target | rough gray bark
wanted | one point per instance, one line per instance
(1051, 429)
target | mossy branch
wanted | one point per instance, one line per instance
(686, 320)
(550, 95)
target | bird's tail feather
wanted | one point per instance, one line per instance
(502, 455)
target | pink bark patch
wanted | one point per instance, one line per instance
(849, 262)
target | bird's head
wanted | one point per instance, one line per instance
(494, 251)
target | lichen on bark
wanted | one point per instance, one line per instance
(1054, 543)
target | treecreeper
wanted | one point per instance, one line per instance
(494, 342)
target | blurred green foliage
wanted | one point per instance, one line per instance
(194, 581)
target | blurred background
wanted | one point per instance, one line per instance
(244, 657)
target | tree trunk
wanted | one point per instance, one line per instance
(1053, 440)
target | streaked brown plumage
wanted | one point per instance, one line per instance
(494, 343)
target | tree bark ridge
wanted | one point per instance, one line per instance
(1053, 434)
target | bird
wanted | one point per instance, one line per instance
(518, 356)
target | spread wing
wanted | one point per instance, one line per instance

_Brief_:
Copy all of the records above line for line, with no changes.

_Output of the exercise_:
target | rough gray bark
wanted | one point per instance, one line per instance
(1051, 429)
target | mossy branch
wanted | one point per instance, one line per instance
(686, 320)
(550, 95)
target | bird's tail feather
wanted | one point per instance, one line per instance
(502, 455)
target | pink bark patch
wanted | one point per instance, one line per instance
(849, 262)
target | bird's head
wanted | one point per instance, one line per instance
(494, 251)
target | lichen on bark
wanted | one point per instance, one line per instance
(1054, 543)
target | treecreeper
wanted | one point per instance, one line per instance
(494, 342)
target | blurred green foliage
wanted | one point per instance, one line per instance
(194, 581)
target | blurred background
wanted | one point per instance, one line per instance
(244, 657)
target | tree trunk
wanted | one point per instance, one line per instance
(1053, 440)
target | streaked brown plumage
wanted | one point per instance, one line per instance
(494, 343)
target | tree bark ridge
wanted | one point per instance, one line per instance
(1053, 434)
target | bird
wanted | one point per instance, one line per instance
(518, 356)
target | spread wing
wanted | one point per instance, one line per instance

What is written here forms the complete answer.